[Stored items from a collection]

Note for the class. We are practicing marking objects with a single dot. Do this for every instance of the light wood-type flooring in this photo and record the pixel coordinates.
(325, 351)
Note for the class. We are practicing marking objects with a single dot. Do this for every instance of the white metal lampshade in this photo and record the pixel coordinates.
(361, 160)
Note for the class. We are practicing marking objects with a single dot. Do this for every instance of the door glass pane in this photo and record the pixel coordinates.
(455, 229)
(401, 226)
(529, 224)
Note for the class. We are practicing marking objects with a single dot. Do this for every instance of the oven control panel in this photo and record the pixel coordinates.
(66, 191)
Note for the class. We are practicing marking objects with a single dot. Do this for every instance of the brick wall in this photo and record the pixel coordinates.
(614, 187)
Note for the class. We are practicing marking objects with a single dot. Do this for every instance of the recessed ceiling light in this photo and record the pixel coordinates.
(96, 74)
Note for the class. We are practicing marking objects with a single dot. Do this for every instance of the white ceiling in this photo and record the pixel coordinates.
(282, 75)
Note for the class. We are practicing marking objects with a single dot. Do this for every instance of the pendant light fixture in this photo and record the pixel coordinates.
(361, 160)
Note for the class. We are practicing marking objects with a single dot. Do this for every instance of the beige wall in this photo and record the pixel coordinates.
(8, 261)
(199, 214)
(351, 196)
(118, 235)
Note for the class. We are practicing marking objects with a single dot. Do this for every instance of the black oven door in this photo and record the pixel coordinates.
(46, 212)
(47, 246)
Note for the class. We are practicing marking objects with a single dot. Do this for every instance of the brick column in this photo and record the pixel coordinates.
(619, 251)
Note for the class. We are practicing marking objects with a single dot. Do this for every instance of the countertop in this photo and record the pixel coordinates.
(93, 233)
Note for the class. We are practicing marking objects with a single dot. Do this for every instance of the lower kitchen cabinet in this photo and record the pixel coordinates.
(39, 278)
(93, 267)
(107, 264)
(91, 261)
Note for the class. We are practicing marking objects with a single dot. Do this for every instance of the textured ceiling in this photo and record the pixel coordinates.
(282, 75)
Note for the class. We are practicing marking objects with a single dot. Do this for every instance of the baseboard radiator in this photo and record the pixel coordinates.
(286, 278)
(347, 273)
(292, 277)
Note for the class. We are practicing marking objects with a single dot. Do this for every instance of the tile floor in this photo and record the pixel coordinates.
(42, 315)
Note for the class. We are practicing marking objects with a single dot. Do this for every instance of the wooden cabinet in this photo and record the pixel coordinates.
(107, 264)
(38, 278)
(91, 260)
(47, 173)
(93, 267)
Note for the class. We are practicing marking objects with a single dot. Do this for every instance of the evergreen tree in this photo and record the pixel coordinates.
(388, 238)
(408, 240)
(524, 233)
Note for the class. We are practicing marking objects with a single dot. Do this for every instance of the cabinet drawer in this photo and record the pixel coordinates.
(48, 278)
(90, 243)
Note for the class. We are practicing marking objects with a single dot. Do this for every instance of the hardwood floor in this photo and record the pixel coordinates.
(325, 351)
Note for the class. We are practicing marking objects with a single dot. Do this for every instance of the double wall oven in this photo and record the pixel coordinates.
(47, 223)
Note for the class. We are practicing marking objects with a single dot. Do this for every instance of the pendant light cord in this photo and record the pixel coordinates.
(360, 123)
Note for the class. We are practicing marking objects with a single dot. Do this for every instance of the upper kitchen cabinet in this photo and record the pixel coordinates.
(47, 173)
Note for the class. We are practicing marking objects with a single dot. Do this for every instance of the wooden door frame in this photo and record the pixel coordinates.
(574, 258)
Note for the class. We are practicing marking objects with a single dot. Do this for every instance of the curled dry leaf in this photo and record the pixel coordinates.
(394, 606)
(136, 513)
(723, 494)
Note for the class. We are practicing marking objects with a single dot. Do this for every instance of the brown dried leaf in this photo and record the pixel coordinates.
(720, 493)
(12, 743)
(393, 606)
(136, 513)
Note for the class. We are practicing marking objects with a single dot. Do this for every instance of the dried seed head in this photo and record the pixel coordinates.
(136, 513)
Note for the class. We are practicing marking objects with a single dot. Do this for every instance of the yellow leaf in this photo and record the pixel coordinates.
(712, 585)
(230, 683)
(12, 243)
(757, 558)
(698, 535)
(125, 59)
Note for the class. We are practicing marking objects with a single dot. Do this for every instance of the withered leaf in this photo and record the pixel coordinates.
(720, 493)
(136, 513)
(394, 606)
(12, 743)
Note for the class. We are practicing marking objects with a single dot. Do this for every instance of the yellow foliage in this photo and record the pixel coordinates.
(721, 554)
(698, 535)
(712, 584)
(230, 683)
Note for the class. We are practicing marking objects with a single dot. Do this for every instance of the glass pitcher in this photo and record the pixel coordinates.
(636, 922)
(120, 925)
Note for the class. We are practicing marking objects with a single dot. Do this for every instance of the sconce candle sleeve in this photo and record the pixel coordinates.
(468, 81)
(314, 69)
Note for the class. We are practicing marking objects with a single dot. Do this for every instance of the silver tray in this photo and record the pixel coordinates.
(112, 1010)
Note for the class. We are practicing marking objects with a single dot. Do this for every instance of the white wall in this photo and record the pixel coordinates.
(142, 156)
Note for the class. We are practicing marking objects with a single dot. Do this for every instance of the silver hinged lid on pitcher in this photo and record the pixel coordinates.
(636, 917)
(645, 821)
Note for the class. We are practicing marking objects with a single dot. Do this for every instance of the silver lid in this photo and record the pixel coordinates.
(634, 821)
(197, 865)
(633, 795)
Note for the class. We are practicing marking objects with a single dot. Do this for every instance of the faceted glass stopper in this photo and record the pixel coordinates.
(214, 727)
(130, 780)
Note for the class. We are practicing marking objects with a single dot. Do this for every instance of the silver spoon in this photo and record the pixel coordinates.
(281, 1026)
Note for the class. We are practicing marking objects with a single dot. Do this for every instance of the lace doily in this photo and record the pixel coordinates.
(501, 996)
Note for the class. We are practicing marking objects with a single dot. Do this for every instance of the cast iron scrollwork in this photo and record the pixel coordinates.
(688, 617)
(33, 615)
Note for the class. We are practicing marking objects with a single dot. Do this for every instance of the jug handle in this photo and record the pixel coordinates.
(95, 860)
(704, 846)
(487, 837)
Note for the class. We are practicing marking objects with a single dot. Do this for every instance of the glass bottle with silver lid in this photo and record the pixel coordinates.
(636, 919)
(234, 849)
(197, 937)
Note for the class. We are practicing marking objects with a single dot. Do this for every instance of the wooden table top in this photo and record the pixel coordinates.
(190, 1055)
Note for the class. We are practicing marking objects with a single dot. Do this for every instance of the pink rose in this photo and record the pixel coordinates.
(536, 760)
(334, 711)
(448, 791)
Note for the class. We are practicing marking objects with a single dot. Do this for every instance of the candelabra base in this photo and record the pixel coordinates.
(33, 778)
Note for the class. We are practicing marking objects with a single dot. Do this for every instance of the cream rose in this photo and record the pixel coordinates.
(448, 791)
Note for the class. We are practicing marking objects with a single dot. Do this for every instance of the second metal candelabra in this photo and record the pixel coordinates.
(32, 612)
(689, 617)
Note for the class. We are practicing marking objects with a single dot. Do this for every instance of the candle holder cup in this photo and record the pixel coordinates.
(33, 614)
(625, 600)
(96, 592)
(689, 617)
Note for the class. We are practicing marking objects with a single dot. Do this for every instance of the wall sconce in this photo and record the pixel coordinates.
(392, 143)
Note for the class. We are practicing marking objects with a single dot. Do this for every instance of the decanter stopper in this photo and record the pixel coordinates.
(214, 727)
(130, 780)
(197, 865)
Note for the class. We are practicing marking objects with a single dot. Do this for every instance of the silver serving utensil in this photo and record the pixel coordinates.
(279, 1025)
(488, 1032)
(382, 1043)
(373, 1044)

* About this exercise: Each record shown above is to be given again exactly.

* Written answer:
Note for the class. We are practicing marking objects with a single dot. Do this for every instance of the light wood-type flooring in this photo and record the pixel coordinates.
(325, 351)
Note for the class. We are practicing marking objects with a single dot. Do this for every instance of the white metal lampshade in this photo and record the pixel coordinates.
(361, 160)
Note for the class. We are practicing marking objects with a single dot. Do this for every instance of the door glass pane in this photo and record the pixel coordinates.
(455, 229)
(401, 226)
(529, 224)
Note for the class. We are practicing marking objects with a single dot. Do this for every instance of the oven control panel in this photo and record the pixel coordinates.
(66, 191)
Note for the class. We are practicing marking objects with a single dot. Do this for every instance of the brick wall in this photo and record the pixel coordinates.
(614, 187)
Note for the class. We are practicing marking objects with a single dot. Do this for every instance of the recessed ceiling light in this photo and record the pixel coordinates.
(96, 74)
Note for the class. We are practicing marking objects with a single dot. Do this for every instance of the white ceiling in this photo and record the pixel coordinates.
(282, 75)
Note for the class. We are practicing marking objects with a single dot. Do this for every instance of the pendant light fixture in this photo and record the pixel coordinates.
(361, 160)
Note for the class. We are practicing marking objects with a single dot. Do this for every instance of the beige wall in this photo and record the pixel coordinates.
(8, 261)
(199, 214)
(351, 196)
(118, 235)
Note for the class. We are practicing marking objects with a single dot. Do this for every instance of the black oven door in this photo and record the pixel coordinates.
(46, 212)
(47, 246)
Note for the class. We are practicing marking objects with a single dot. Do this for every instance of the brick column in this photo and record the pixel coordinates.
(619, 251)
Note for the class. We are practicing marking objects with a single dot. Do this for every instance of the countertop in this photo and record the pixel coordinates.
(93, 233)
Note for the class. We are practicing marking objects with a single dot. Do this for every instance of the lower kitchen cabinet in this photo and record the pixel coordinates.
(39, 278)
(93, 267)
(107, 264)
(91, 261)
Note for the class. We are practicing marking objects with a single dot. Do this for every instance of the textured ceiling in this photo and record the pixel coordinates.
(282, 75)
Note for the class. We are practicing marking objects with a single dot. Do this for every instance of the baseboard radiator in this photo and record the pixel coordinates.
(286, 278)
(347, 273)
(292, 277)
Note for the class. We are practicing marking objects with a single dot. Do this for every instance of the tile floor in this photo and record the pixel coordinates.
(42, 315)
Note for the class. We are practicing marking objects with a single dot. Do this for every instance of the wooden cabinet in this photo and record the pixel coordinates.
(107, 264)
(38, 278)
(91, 260)
(47, 173)
(93, 267)
Note for the class. We are practicing marking objects with a single dot. Do this for every instance of the evergreen tree in this photo and record the pixel coordinates.
(388, 238)
(408, 240)
(524, 233)
Note for the class. We are practicing marking objects with a single dot. Do this for every instance of the cabinet drawer in this photo and record the pixel coordinates.
(48, 278)
(90, 243)
Note for the class. We are practicing marking objects with a single dot. Do this for every instance of the hardwood floor in this photo and record the pixel coordinates.
(325, 351)
Note for the class. We are practicing marking objects with a single dot. Do this for every instance of the double wall oven in this photo and record the pixel coordinates.
(47, 223)
Note for the class. We are practicing marking objects with a single dot. Do this for every instance of the pendant light cord in this photo and record the pixel coordinates.
(360, 123)
Note for the class. We are practicing marking objects with a single dot. Do this for every instance of the upper kitchen cabinet in this photo and record the pixel coordinates.
(47, 173)
Note for the class. We are practicing marking objects with a single dot. Do this for every instance of the wooden door frame in this photo and record the pixel coordinates.
(574, 258)
Note for the class. We are practicing marking objects with a single dot. Do this for every instance of the curled dry leaf in this photo and record the pixel coordinates.
(394, 606)
(136, 513)
(723, 494)
Note for the class. We are practicing marking objects with a single dot. Do this for every instance of the brown dried leaf in this photo and record the pixel coordinates.
(720, 493)
(12, 743)
(393, 606)
(136, 513)
Note for the class. We are practicing marking objects with a single dot. Do this for every instance of the dried seed head in this photo and record the pixel coordinates.
(136, 513)
Note for the class. We are practicing marking objects with a single dot. Do this for every instance of the yellow leaf in this photo and record the pixel coordinates.
(712, 585)
(230, 683)
(12, 243)
(757, 558)
(698, 535)
(125, 59)
Note for the class. We are practicing marking objects with a single dot. Do this for every instance of the withered leaf in this photo and record the pixel coordinates.
(720, 493)
(136, 513)
(394, 606)
(12, 743)
Note for the class. We are practicing marking objects with a single dot. Do this for every instance of the yellow foliage in this photo and record the pixel coordinates.
(721, 554)
(698, 535)
(712, 584)
(230, 683)
Note for the class. We are practicing marking objects with a single dot. Do this for every instance of the glass pitcher in this photo and record the pixel coordinates.
(636, 922)
(120, 925)
Note for the class. We are practicing marking objects with a single dot. Do this for every instance of the sconce candle sleeve in this photo and record the pixel coordinates.
(468, 81)
(314, 69)
Note for the class. We are practicing marking objects with a single dot. Do this for every instance of the silver tray in this photo and record the pixel coordinates.
(112, 1010)
Note for the class. We are practicing marking objects with a single dot. Do this for every instance of the white wall in this photo and record the pixel coordinates.
(142, 156)
Note for the class. We are practicing marking objects with a single dot. Do this for every instance of the silver hinged lid on pitcher in this photo and record the pixel coordinates.
(636, 917)
(645, 821)
Note for the class. We are practicing marking objects with a single dot. Do this for every instance of the silver lid in this photo and record the pixel coordinates.
(634, 821)
(197, 865)
(633, 795)
Note for the class. We are practicing marking objects with a single dot. Do this for every instance of the faceted glass stopper in this photo and record the pixel coordinates.
(214, 727)
(130, 780)
Note for the class. We are practicing marking objects with a single dot. Do this for every instance of the silver spoon in this photo and record the pixel coordinates.
(281, 1026)
Note for the class. We are practicing marking objects with a single dot. Do this for every instance of the lace doily in this photo and record the pixel coordinates.
(501, 996)
Note for the class. We are practicing marking objects with a single dot. Do this for every instance of the cast iron scrollwork in this photo and record the pixel coordinates.
(688, 617)
(33, 615)
Note for the class. We are practicing marking objects with a single dot. Do this for every instance of the jug handle in this photo and record the pixel coordinates.
(95, 860)
(704, 846)
(487, 837)
Note for the class. We are practicing marking objects with a single dot. Do this for every instance of the glass bottle with silver lid in this photo and record the pixel coordinates.
(636, 919)
(234, 849)
(197, 937)
Note for the class. We are practicing marking objects with a single dot. Do this for every instance of the wooden table top in this photo and record the pixel coordinates.
(190, 1055)
Note for the class. We are practicing marking objects with a single dot. Do this for every instance of the pink rose in this photo and record the pixel coordinates.
(536, 760)
(334, 711)
(448, 791)
Note for the class. We are practicing marking objects with a single dot. Do this for every instance of the candelabra base in this photo and record the pixel coordinates.
(33, 778)
Note for the class. We are practicing marking objects with a single dot. Do this for every instance of the cream rose in this photo and record the pixel coordinates.
(448, 791)
Note for the class. We are practicing marking objects with a single dot. Do this for every instance of the second metal candelabra in this photo and record the pixel coordinates.
(32, 612)
(689, 617)
Note for the class. We are practicing marking objects with a single dot. Do this for every instance of the candle holder cup in this photo and record the pixel coordinates.
(33, 614)
(625, 600)
(96, 592)
(689, 617)
Note for the class. We are practicing marking objects with a single dot. Do this for every instance of the wall sconce in this photo and record the pixel coordinates.
(392, 143)
Note for the class. We are practicing marking objects with a single dot. Do this for every instance of the decanter stopper in this photo and record the pixel coordinates.
(214, 727)
(130, 780)
(197, 865)
Note for the class. We are practicing marking objects with a single dot. Do this for every instance of the silver serving utensil in this photo and record the pixel coordinates.
(279, 1025)
(488, 1032)
(382, 1043)
(373, 1044)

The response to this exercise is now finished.